- Exercise prompt
Leave out the pictures and copy every record exactly.

- Data records
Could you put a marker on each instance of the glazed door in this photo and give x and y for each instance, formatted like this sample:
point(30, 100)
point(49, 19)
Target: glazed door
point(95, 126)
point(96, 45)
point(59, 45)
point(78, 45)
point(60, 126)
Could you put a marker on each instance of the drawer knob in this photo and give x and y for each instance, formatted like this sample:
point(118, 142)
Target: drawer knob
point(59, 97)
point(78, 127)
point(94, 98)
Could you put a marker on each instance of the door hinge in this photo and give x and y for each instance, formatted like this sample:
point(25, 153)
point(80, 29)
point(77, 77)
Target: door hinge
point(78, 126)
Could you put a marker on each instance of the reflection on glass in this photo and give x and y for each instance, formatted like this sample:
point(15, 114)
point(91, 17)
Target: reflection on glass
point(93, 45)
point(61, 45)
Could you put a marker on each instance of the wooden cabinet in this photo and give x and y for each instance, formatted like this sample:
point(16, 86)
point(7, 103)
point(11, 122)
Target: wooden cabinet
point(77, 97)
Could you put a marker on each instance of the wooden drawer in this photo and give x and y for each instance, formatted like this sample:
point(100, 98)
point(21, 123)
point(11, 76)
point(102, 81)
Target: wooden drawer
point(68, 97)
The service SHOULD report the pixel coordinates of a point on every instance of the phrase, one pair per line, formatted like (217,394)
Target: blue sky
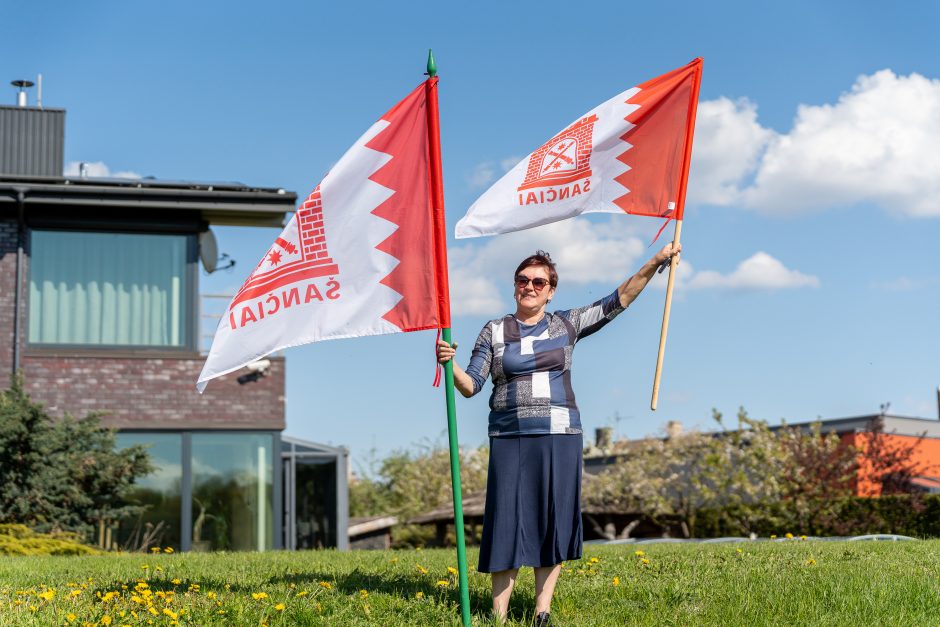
(811,272)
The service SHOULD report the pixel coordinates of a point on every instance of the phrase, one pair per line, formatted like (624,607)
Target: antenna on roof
(21,94)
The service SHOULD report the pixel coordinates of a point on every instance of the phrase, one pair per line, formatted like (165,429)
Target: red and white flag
(357,258)
(629,155)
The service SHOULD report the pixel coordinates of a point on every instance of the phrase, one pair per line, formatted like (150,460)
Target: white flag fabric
(357,258)
(624,156)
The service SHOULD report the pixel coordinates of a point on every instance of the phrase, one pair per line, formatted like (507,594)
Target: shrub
(21,540)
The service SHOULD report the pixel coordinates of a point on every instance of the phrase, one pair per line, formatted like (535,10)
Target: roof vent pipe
(21,94)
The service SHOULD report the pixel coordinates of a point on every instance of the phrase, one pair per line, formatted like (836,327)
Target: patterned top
(531,368)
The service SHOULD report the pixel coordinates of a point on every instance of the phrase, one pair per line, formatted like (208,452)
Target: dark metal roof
(229,203)
(899,425)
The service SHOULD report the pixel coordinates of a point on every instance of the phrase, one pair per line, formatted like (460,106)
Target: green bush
(21,540)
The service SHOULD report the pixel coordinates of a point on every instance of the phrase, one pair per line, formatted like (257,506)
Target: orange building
(920,436)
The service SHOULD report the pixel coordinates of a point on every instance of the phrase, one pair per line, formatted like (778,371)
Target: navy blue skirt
(533,502)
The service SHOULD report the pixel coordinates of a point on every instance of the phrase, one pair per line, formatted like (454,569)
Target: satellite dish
(208,250)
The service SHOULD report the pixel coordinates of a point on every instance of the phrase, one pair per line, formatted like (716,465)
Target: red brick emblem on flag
(289,262)
(564,158)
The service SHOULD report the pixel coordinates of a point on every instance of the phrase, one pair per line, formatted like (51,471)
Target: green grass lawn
(783,583)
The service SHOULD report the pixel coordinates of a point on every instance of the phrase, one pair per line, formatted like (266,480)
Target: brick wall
(154,393)
(7,288)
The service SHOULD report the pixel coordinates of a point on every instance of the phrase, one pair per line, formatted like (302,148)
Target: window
(233,506)
(109,289)
(159,494)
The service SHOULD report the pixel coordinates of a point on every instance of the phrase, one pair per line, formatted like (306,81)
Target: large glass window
(233,507)
(158,492)
(109,289)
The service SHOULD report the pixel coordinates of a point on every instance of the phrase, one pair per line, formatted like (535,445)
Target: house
(99,309)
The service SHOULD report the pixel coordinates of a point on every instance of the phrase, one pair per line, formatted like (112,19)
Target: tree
(62,474)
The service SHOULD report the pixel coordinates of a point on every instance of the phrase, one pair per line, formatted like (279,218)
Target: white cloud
(728,144)
(584,251)
(760,271)
(97,169)
(485,173)
(876,144)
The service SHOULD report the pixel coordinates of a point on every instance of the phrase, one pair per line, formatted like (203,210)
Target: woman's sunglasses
(538,282)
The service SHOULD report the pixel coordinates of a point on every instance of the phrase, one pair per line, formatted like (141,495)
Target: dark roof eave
(230,207)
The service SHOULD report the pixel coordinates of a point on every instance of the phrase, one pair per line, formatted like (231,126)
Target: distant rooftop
(220,203)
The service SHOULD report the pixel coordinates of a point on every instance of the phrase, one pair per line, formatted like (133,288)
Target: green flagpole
(437,197)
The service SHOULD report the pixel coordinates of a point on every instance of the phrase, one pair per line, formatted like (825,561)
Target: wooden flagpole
(680,206)
(437,200)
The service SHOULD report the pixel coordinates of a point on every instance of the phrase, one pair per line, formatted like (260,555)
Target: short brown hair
(540,258)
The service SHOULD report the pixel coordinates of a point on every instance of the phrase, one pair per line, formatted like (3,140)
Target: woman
(533,494)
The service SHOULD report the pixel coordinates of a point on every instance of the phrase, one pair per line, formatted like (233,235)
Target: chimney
(673,429)
(603,437)
(21,94)
(32,139)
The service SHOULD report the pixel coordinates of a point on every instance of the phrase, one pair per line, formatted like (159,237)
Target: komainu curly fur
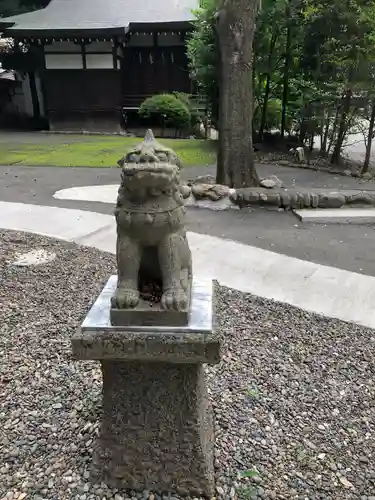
(151,236)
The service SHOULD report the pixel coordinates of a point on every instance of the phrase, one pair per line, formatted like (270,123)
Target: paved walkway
(338,246)
(322,289)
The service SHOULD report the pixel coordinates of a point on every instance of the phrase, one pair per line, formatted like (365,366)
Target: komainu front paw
(174,299)
(125,298)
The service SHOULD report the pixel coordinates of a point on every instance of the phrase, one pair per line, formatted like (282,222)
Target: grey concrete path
(336,245)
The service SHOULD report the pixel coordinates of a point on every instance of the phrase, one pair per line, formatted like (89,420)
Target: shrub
(196,116)
(167,110)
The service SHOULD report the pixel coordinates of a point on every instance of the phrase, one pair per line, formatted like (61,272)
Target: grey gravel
(293,397)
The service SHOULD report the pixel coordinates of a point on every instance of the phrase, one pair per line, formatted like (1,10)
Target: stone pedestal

- Task response
Could you put a marker on each instance of the glazed door in this photo and give x and y for each instance, formatted like this sample:
point(30, 100)
point(49, 19)
Target: glazed door
point(95, 126)
point(96, 45)
point(59, 45)
point(78, 45)
point(60, 126)
Could you put a marker on each instance of the drawer knob in this photo and give x and y for each instance, formatted like this sample:
point(118, 142)
Target: drawer knob
point(59, 97)
point(78, 127)
point(94, 98)
Could you put a marker on each instance of the door hinge in this photo and give x and y for each instance, formatted like this sample:
point(25, 153)
point(80, 29)
point(77, 77)
Target: door hinge
point(78, 126)
Could you put a marker on each instance of the reflection on glass in this photo and give x and y for each instance, formatted like this sample:
point(15, 114)
point(91, 17)
Target: reflection on glass
point(93, 45)
point(61, 45)
Could you put a marker on each instance of the wooden cabinet in this photo and give x and y for each instance, formatted like this sample:
point(16, 86)
point(7, 103)
point(11, 122)
Target: wooden cabinet
point(77, 97)
Could you put a marker on each instance of the wooden drawer in this photo and give x and y for each instance, formatted like this sample:
point(100, 98)
point(21, 123)
point(11, 76)
point(102, 81)
Target: wooden drawer
point(68, 97)
The service SHOULD report the pixel coordinates of a point on every instance of the phrase, one pair per line, formatted like (217,394)
Target: blue sky
(811,272)
The service SHOULD report the pixel coordinates of a point on every instance of the phrase, one pair per line, formatted like (624,607)
Target: antenna on roof
(21,94)
The service SHOULD report the pixel coordinates of a point on every instance of the phrase, one pair per line, formatted like (165,429)
Target: red and white flag
(357,258)
(629,155)
The service SHOULD report the pixel coordinates of a point on every instance of the phrase, one pair per line, formatted like (150,460)
Target: white flag fabric
(357,258)
(624,156)
The service SHOULD report the pixel coordinates of a point on every instance of the phrase, one pair per line, formatted like (507,594)
Target: shrub
(21,540)
The service SHOULD report the pixel coordinates of a point on every instance of the phrase, one pair per line, formatted like (535,10)
Target: roof vent pipe
(21,94)
The service SHOULD report the pixel coordinates of a point on every instance of the phrase, one pair per line, formatted like (836,327)
Target: patterned top
(531,368)
The service SHOULD report the pixel coordinates of a point on every instance of the phrase, one pair per line, formatted like (208,452)
Target: dark metal roof
(229,203)
(899,425)
The service SHOULD report the pixel coordinates of a point on every instance of the phrase, one pair per line, formatted like (460,106)
Target: green bush
(21,540)
The service SHOULD report the pixel coordinates of a point on every instance of the phrase, one pair per line, formatted like (257,506)
Target: orange building
(920,436)
The service SHOULD report the pixel coordinates of a point on every instance of the phrase, one pair per line, formatted like (778,371)
Target: navy blue skirt
(533,502)
The service SHOULD report the pixel coordinates of a point on every instance of the phrase, one pair per line, formatted like (454,569)
Target: satellite dish
(208,250)
The service SHOULD report the pixel coordinates of a point on every instance of the phrase, one pair per line, formatted like (716,465)
Target: red brick emblem on flag
(289,262)
(564,158)
The service SHOULD report the pixel coordinates of a point on every instance of the phrase, one pair per line, formatted like (51,471)
Target: green grass lawn
(783,583)
The service SHOULD report the pixel coordinates of a point on every instance of the phrase, one pair per line, formatted like (266,480)
Target: brick wall
(154,393)
(7,288)
The service SHOULD report the pixel coordinates of a point on every instance of the phrase, one pair per line, formatted like (302,148)
Target: window
(233,506)
(109,289)
(159,494)
The service SHOULD report the pixel coordinates of a point on every instance of the phrase, one pair per line, formatted like (306,81)
Target: large glass window
(233,507)
(158,492)
(109,289)
The service SHOULD report the pixel coordinates of a point on every instance of the phrase, one pair per line, formatted like (535,445)
Target: house
(99,309)
The service SHOULD report the pixel coordinates of a point on every instance of the phrase, one pair per line, formatted like (112,19)
Target: tree
(62,474)
The service SHOULD report the pixel coordinates of a point on every instance of the phrase, one pair per line, formatted like (279,218)
Target: white cloud
(728,144)
(584,251)
(760,271)
(97,169)
(485,173)
(876,144)
The service SHOULD report the pixel coordinates of a point on every instance of the phrase, one pair per line, formatted like (203,210)
Target: woman's sunglasses
(538,282)
The service SHOULD report the pixel coordinates of a point on every instance of the phrase, one pair per line, formatted like (141,495)
Target: dark roof eave
(230,207)
The service SHOULD report the pixel coordinates of a point on every instance of the phrase, one pair per line, formatted like (231,126)
Target: distant rooftop
(220,203)
The service SHOULD report the pixel coordinates of a point on every instance of the phrase, one pair per line, formatted like (133,288)
Target: green flagpole
(437,197)
The service SHOULD report the pixel coordinates of a point on every instance of the phrase, one pair per line, formatted like (825,561)
Target: wooden flagpole
(680,206)
(437,200)
The service SHOULD report the pixel coordinates of a point on every instance of the phrase, one pair per line, formatted like (260,555)
Target: short brown hair
(540,258)
The service SHOULD report the pixel coordinates of a point on every instance of the phrase, one pair per line, formatted like (3,140)
Target: woman
(533,494)
The service SHOULD report the pixel coordinates of a point on every instance of the phrase, one pair per line, formatted like (233,235)
Target: chimney
(673,429)
(603,437)
(21,94)
(32,139)
The service SHOULD report the pixel coordinates of a point on every instance of the phrase, one pair per line, formatted like (159,237)
Target: komainu curly fur
(151,236)
The service SHOULD report the pixel coordinates of a point on every instance of the phrase, one pair per line, formatted like (270,123)
Target: paved walkway
(338,246)
(322,289)
The service SHOULD report the pixel coordinates of a point on every instance of the phrase, one pair per line, formatted like (365,366)
Target: komainu front paw
(174,299)
(125,298)
The service SHOULD report the pixel coordinates of a point on every instance of the phrase, one pair per line, formatted like (282,222)
Target: grey concrete path
(336,245)
The service SHOULD report the pixel coordinates of a point on every instance of the phrase, one pair per line, formatted like (89,420)
Target: shrub
(196,116)
(167,110)
The service SHOULD report the pixel coordinates of a point on every instance of the phrase, one pair per line, formatted like (61,272)
Target: grey gravel
(293,397)
The service SHOULD report the pixel coordinates of a point on every instance of the phrase, one pair per line, formatted like (1,10)
Target: stone pedestal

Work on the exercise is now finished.